#### Information provided ####

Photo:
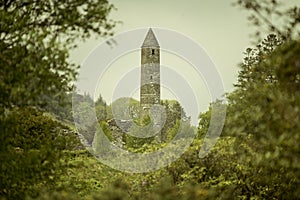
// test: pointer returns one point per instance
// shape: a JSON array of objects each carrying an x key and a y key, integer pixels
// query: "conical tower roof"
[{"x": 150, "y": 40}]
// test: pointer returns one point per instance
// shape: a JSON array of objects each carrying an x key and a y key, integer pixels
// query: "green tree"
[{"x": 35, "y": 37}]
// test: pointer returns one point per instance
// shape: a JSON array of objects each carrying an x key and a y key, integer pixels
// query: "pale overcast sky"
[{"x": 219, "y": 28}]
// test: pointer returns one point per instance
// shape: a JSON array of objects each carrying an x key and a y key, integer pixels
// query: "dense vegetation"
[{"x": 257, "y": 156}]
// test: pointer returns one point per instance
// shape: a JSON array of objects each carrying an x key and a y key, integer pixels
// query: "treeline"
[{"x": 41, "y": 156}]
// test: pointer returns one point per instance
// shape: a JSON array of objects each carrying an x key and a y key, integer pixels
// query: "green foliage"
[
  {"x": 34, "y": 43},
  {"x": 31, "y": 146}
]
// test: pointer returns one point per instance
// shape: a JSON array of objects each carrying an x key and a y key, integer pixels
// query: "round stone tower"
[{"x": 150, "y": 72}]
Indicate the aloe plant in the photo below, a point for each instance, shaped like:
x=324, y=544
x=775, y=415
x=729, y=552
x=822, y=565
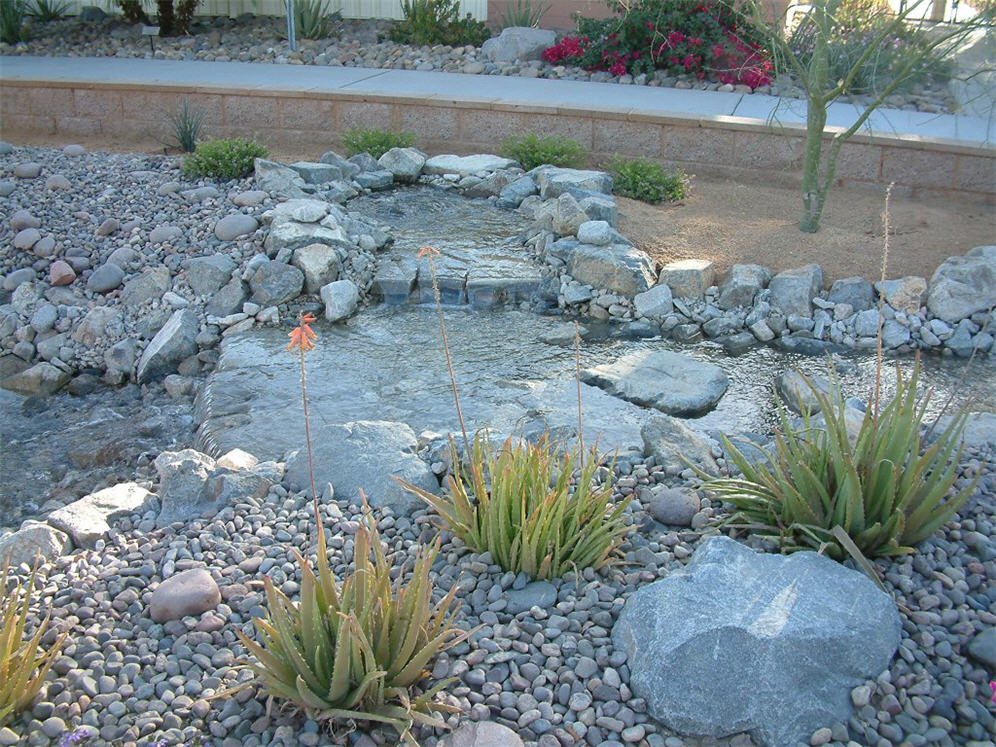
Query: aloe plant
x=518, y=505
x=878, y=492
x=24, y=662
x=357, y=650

####
#### Information provided ####

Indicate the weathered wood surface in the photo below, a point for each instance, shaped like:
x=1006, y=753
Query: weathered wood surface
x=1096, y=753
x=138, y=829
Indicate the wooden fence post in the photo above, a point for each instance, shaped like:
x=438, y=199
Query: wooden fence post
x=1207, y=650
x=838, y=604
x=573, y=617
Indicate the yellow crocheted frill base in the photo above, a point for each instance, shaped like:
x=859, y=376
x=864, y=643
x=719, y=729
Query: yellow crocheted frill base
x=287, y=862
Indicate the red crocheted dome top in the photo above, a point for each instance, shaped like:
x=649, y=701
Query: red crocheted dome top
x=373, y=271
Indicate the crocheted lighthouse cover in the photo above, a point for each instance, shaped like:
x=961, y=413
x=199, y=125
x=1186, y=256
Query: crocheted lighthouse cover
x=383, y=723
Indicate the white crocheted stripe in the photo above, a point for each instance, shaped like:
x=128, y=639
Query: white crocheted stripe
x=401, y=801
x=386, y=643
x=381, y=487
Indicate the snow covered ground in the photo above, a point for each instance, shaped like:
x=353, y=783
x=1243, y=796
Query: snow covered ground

####

[Work to be completed]: Spot the lines above that mention "ground" and copy them.

[Task result]:
Indicate the snow covered ground in the photo above, a point for each instance, shaped like:
Query: snow covered ground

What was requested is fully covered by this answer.